* _RECORDS SHOWN_
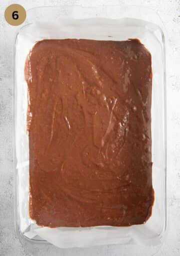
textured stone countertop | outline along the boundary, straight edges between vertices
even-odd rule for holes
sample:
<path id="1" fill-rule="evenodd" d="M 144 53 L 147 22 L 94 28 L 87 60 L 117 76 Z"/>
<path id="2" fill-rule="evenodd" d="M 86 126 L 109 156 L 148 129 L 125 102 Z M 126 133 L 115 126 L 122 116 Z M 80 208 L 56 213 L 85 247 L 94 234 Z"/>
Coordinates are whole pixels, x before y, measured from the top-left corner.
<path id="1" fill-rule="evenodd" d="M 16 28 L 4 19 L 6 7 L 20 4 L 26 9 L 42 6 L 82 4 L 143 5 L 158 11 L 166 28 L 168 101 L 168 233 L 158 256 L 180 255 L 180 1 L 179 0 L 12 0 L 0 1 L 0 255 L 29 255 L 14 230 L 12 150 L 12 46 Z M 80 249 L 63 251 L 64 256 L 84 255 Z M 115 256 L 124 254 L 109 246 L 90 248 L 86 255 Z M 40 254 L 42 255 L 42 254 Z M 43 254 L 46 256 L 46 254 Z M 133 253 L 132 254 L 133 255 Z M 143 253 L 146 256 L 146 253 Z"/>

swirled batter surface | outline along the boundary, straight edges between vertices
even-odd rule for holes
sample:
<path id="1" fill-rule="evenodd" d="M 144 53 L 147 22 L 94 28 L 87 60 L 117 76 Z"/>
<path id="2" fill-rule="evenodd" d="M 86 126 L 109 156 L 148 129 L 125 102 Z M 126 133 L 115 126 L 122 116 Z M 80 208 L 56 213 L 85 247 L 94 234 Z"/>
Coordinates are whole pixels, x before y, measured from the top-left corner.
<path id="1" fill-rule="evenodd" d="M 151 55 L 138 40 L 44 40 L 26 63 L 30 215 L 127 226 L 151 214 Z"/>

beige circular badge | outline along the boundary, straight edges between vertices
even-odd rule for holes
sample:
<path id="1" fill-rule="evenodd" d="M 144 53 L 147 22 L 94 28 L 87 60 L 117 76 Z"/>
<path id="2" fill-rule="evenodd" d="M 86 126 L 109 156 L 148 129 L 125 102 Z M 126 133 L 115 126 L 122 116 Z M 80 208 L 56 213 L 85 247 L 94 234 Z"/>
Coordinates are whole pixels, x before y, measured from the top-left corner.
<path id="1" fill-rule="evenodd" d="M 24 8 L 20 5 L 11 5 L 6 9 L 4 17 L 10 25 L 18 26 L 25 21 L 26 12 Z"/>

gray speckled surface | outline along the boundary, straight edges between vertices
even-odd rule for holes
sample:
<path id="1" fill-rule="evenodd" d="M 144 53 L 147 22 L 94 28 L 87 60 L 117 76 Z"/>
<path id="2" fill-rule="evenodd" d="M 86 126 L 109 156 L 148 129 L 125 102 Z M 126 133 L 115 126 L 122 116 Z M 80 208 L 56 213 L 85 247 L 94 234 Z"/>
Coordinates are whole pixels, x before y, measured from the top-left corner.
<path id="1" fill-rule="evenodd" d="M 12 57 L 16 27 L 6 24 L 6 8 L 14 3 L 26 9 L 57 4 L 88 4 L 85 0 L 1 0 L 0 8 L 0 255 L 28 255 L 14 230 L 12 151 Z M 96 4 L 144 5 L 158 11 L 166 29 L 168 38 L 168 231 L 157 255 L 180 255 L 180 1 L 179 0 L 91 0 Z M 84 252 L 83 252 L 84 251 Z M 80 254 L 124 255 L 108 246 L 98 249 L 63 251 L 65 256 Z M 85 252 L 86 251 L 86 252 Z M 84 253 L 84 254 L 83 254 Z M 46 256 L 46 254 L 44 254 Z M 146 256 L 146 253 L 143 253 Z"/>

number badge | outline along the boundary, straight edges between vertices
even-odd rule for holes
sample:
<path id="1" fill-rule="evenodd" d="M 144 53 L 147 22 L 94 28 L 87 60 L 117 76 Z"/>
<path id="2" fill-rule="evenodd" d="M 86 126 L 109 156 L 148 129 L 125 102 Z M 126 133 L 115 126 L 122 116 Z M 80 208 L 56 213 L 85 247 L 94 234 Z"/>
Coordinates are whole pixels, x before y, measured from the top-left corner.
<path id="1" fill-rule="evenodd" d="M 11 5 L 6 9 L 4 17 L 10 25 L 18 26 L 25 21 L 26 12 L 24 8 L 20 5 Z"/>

...

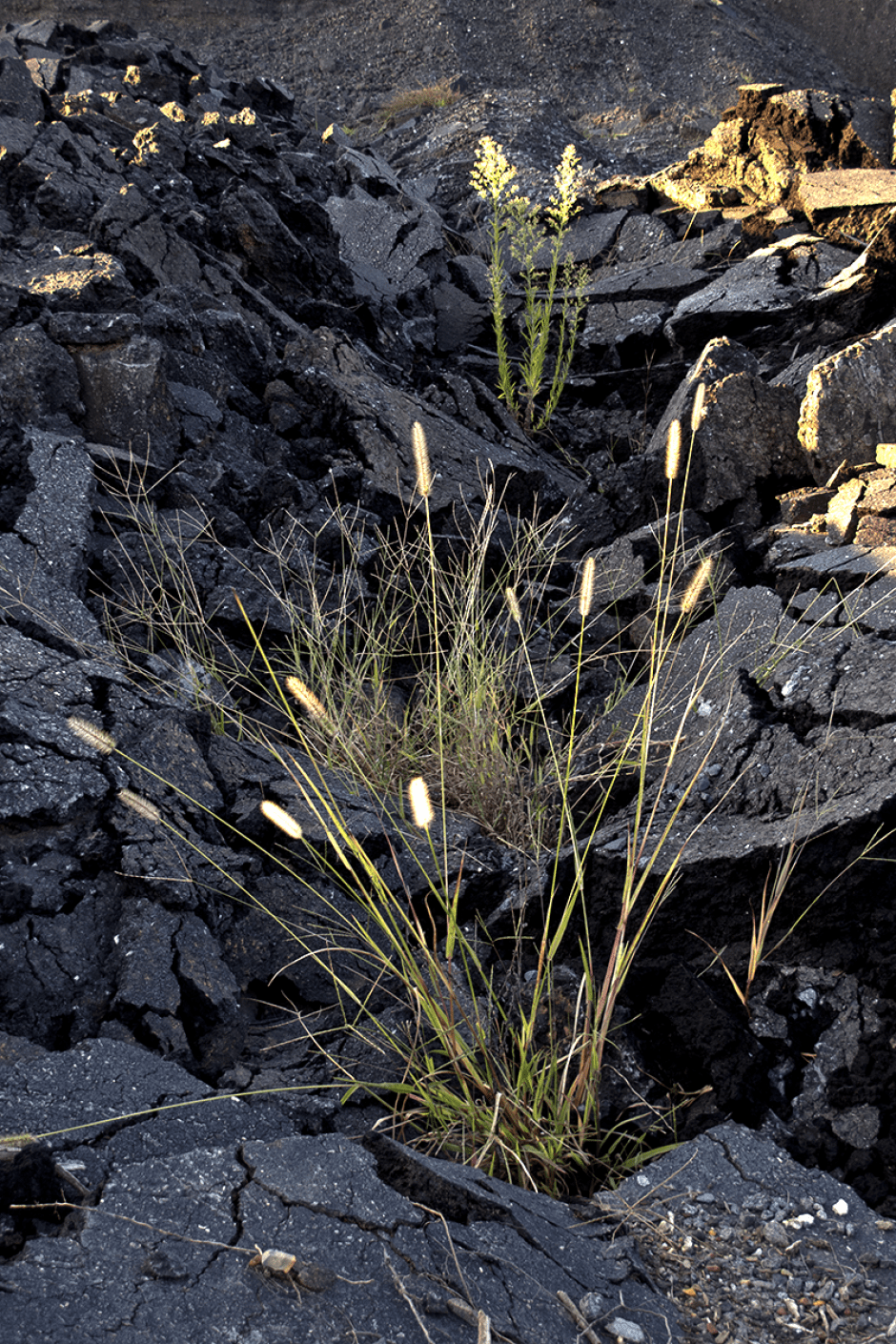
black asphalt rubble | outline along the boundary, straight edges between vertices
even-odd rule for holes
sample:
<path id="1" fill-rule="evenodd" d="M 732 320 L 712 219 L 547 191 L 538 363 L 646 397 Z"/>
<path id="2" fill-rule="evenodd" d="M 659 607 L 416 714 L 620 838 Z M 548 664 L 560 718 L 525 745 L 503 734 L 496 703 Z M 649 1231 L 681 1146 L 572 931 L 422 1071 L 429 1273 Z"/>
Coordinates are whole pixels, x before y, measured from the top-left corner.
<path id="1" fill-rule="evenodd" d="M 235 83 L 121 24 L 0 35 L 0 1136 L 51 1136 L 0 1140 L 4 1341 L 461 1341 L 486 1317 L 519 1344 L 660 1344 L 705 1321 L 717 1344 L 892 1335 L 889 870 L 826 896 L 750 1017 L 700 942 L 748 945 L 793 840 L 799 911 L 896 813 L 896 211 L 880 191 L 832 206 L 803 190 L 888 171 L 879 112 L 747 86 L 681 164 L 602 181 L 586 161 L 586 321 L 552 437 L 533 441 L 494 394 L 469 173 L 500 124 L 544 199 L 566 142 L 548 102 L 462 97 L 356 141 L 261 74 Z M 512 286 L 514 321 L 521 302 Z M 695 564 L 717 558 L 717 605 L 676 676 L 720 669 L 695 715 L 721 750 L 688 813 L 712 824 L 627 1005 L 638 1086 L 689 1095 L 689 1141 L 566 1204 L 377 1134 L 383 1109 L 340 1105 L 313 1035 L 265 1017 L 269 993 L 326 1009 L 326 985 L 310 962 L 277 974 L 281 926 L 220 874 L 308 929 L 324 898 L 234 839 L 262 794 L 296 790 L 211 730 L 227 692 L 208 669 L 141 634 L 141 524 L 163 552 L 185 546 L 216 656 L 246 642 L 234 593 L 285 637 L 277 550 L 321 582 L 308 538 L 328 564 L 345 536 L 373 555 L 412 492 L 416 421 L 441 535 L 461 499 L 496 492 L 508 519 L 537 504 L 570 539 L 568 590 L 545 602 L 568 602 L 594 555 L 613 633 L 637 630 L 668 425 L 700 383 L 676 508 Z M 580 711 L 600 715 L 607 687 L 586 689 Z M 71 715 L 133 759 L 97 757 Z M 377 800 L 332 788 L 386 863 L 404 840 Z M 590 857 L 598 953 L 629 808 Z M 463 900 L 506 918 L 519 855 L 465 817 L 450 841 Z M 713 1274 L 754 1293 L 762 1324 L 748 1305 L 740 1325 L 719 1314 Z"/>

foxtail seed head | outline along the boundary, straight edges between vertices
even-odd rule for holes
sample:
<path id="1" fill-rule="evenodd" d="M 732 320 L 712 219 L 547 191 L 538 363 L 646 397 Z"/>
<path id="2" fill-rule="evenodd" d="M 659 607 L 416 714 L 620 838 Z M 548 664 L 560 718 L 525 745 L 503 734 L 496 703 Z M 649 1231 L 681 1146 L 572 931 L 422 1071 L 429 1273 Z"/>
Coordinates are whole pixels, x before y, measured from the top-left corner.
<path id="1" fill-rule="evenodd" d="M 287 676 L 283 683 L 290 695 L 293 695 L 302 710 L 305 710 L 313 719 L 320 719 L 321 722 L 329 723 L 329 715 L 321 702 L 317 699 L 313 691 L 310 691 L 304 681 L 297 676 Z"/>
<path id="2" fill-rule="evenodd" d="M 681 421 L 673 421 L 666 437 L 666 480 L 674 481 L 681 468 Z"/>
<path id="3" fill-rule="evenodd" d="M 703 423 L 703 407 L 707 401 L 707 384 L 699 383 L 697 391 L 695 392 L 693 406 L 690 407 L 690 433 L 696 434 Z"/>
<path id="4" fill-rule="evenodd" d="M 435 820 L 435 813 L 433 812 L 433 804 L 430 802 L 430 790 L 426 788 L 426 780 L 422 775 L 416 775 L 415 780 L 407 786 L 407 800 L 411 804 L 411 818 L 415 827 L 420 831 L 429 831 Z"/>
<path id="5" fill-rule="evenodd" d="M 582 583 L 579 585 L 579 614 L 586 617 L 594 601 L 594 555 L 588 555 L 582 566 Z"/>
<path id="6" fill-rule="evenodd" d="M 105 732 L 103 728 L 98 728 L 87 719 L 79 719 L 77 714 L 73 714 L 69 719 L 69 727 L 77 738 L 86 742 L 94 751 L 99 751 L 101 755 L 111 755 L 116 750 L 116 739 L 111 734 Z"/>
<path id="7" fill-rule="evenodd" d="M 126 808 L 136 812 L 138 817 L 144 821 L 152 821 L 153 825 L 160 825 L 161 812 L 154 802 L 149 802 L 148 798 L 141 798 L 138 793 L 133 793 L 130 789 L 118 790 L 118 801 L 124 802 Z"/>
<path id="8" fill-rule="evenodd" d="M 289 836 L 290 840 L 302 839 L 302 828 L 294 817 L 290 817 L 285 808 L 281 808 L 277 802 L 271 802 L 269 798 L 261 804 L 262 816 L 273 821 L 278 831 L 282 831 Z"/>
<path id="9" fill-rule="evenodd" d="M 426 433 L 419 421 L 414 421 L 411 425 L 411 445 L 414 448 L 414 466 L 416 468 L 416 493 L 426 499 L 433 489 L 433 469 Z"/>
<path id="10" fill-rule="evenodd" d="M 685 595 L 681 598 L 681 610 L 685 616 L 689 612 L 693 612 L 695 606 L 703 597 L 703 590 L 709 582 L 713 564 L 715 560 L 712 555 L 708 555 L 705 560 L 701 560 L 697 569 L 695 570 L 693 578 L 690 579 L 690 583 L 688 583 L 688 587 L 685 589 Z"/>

* _REQUIREMENT_
Tally the rows above that contain the string "vertices". Reply with the number only.

* _ANSWER BELOW_
7